------ Given records
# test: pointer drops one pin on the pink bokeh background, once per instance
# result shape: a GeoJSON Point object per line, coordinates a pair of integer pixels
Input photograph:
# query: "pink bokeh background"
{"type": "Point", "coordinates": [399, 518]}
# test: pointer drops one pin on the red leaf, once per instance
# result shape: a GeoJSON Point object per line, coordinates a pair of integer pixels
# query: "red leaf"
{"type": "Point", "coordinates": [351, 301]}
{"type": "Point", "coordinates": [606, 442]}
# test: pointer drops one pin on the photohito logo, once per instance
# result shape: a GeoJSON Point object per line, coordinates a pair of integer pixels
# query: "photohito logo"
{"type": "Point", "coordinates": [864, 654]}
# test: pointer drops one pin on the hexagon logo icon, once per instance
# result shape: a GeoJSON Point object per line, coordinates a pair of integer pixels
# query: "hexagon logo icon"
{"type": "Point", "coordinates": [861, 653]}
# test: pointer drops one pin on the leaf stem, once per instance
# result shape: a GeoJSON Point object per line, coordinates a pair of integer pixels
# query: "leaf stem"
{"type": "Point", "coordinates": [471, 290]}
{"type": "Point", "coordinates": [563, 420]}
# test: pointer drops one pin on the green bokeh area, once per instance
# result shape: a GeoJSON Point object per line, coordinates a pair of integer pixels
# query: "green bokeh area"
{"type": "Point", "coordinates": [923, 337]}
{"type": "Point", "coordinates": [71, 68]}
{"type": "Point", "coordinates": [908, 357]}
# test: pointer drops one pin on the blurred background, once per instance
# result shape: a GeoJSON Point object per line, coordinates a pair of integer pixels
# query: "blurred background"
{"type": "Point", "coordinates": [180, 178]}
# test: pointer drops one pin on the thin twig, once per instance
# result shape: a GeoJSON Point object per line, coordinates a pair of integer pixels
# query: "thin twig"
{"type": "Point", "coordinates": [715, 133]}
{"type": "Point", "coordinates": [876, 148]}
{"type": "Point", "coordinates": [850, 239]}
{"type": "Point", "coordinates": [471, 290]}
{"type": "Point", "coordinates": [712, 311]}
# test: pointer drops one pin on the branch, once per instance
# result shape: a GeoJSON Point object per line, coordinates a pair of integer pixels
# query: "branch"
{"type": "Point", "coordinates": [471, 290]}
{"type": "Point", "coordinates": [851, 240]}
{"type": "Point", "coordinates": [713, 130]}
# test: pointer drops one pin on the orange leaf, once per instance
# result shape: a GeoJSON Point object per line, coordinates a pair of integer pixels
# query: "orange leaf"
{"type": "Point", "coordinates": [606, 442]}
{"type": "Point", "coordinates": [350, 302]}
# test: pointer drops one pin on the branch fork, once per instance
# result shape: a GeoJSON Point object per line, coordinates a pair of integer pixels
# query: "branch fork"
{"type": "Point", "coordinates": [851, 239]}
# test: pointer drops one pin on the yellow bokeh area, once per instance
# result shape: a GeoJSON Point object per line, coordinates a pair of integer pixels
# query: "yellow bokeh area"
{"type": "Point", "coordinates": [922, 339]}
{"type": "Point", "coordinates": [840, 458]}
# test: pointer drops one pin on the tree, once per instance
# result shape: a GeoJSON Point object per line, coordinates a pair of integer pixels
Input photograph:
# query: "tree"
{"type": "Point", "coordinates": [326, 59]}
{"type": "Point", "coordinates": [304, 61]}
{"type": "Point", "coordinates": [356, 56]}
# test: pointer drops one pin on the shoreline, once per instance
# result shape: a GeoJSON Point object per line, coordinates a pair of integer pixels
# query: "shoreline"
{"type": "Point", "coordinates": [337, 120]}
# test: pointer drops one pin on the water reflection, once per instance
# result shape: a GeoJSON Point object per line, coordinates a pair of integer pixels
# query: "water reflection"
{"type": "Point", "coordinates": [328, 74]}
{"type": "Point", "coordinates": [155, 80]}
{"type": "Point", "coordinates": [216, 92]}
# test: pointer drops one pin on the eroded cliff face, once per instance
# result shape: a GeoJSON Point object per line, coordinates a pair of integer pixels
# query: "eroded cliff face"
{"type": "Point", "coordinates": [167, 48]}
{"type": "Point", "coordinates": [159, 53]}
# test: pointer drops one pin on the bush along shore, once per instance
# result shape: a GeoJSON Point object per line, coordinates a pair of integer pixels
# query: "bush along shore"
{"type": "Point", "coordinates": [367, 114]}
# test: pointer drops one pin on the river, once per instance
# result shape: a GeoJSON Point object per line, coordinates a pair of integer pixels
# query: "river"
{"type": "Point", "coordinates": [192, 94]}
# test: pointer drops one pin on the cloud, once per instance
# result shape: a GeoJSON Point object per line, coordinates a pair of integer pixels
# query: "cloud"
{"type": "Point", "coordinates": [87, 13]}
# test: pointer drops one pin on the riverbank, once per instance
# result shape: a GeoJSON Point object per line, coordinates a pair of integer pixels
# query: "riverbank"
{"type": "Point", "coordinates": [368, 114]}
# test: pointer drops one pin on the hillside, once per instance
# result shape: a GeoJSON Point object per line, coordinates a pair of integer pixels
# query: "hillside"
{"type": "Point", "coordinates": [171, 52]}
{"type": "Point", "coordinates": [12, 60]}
------------
(Your goal):
Repeat all the entries exactly as given.

(Result of the exercise):
# test: pointer drops one pin on the pink bokeh background, once per instance
# result shape: a GeoJSON Point object per line, coordinates a pair of integer pixels
Input photograph:
# query: "pink bokeh background"
{"type": "Point", "coordinates": [399, 518]}
# test: pointer drops one pin on the red leaf, once per instance
# result shape: a GeoJSON Point object per line, coordinates a pair of integer pixels
# query: "red leaf"
{"type": "Point", "coordinates": [351, 301]}
{"type": "Point", "coordinates": [606, 442]}
# test: pointer drops one pin on the photohito logo, once per instance
# result shape: a GeoJSON Point object per line, coordinates a pair of integer pixels
# query: "photohito logo"
{"type": "Point", "coordinates": [864, 654]}
# test: pointer drops one pin on the hexagon logo icon, once per instance
# result shape: a GeoJSON Point object per line, coordinates a pair of integer pixels
# query: "hexagon logo icon"
{"type": "Point", "coordinates": [861, 653]}
# test: pointer drops one pin on the leaf stem, once per instance
# result shape: a GeoJSON Point object per line, coordinates a pair of integer pixels
# query: "leaf stem"
{"type": "Point", "coordinates": [471, 290]}
{"type": "Point", "coordinates": [563, 420]}
# test: pointer drops one pin on the green bokeh area, once per instance
# result shape: a GeoJSON Point object per line, coordinates a pair of integer pixels
# query: "green bokeh area"
{"type": "Point", "coordinates": [923, 337]}
{"type": "Point", "coordinates": [71, 68]}
{"type": "Point", "coordinates": [908, 357]}
# test: pointer drops one pin on the blurred background, once per instance
# result shape: a GeoJSON Point object per line, coordinates a pair of integer pixels
# query: "blurred background"
{"type": "Point", "coordinates": [180, 178]}
# test: pointer drops one pin on the thin twig, once per instance
# result shape: a GeoJSON Point object per line, coordinates a pair of integer pixels
# query: "thin twig"
{"type": "Point", "coordinates": [715, 133]}
{"type": "Point", "coordinates": [876, 148]}
{"type": "Point", "coordinates": [850, 239]}
{"type": "Point", "coordinates": [471, 290]}
{"type": "Point", "coordinates": [712, 311]}
# test: pointer drops one pin on the branch, once per instance
# result shape: a GeoJSON Point object per line, coordinates a pair of integer pixels
# query: "branch"
{"type": "Point", "coordinates": [471, 290]}
{"type": "Point", "coordinates": [851, 240]}
{"type": "Point", "coordinates": [713, 130]}
# test: pointer drops one pin on the orange leaf, once per instance
# result shape: a GeoJSON Point object per line, coordinates a pair of integer pixels
# query: "orange leaf"
{"type": "Point", "coordinates": [606, 442]}
{"type": "Point", "coordinates": [350, 302]}
# test: pointer drops one pin on the branch fork, once per instance
# result shape: a GeoJSON Point object per line, coordinates a pair of integer pixels
# query: "branch fork"
{"type": "Point", "coordinates": [851, 239]}
# test: pointer drops one pin on the yellow bokeh area, once per instance
# result shape: a GeoJSON Point object per line, coordinates a pair of integer pixels
# query: "yellow bokeh area"
{"type": "Point", "coordinates": [922, 339]}
{"type": "Point", "coordinates": [840, 458]}
# test: pointer drops one pin on the tree, once per instance
# result shape: a GeoJSON Point object per line, coordinates a pair of integer pixels
Input photograph:
# query: "tree"
{"type": "Point", "coordinates": [326, 59]}
{"type": "Point", "coordinates": [304, 61]}
{"type": "Point", "coordinates": [356, 56]}
# test: pointer drops one pin on the shoreline, once per instance
# result shape: a GeoJSON Point object per line, coordinates a pair of integer pixels
# query: "shoreline"
{"type": "Point", "coordinates": [337, 120]}
# test: pointer drops one pin on the water reflection, once per instance
# result shape: a GeoJSON Point object per line, coordinates a pair of integer pixels
# query: "water reflection"
{"type": "Point", "coordinates": [328, 74]}
{"type": "Point", "coordinates": [155, 80]}
{"type": "Point", "coordinates": [216, 92]}
# test: pointer drops one pin on the eroded cliff face, once per instance
# result shape: a GeoJSON Point object per line, coordinates a pair of integer pixels
# query: "eroded cliff face"
{"type": "Point", "coordinates": [167, 48]}
{"type": "Point", "coordinates": [159, 53]}
# test: pointer drops one pin on the bush along shore, once per instance
# result shape: a GeoJSON Point object per line, coordinates a pair of integer pixels
# query: "bush along shore"
{"type": "Point", "coordinates": [367, 114]}
# test: pointer drops one pin on the river, once per instance
# result shape: a GeoJSON Point object per line, coordinates a pair of integer pixels
# query: "river"
{"type": "Point", "coordinates": [192, 94]}
# test: pointer drops one pin on the cloud, once per instance
# result shape: a GeoJSON Point object per line, coordinates a pair of integer pixels
# query: "cloud"
{"type": "Point", "coordinates": [87, 13]}
# test: pointer drops one pin on the riverbank, once per instance
# result shape: a GeoJSON Point object per line, coordinates a pair of integer pixels
# query: "riverbank"
{"type": "Point", "coordinates": [368, 114]}
# test: pointer drops one pin on the hillside, once per instance
# result shape: a GeoJSON Point object per line, coordinates a pair of integer pixels
# query: "hillside"
{"type": "Point", "coordinates": [171, 52]}
{"type": "Point", "coordinates": [12, 60]}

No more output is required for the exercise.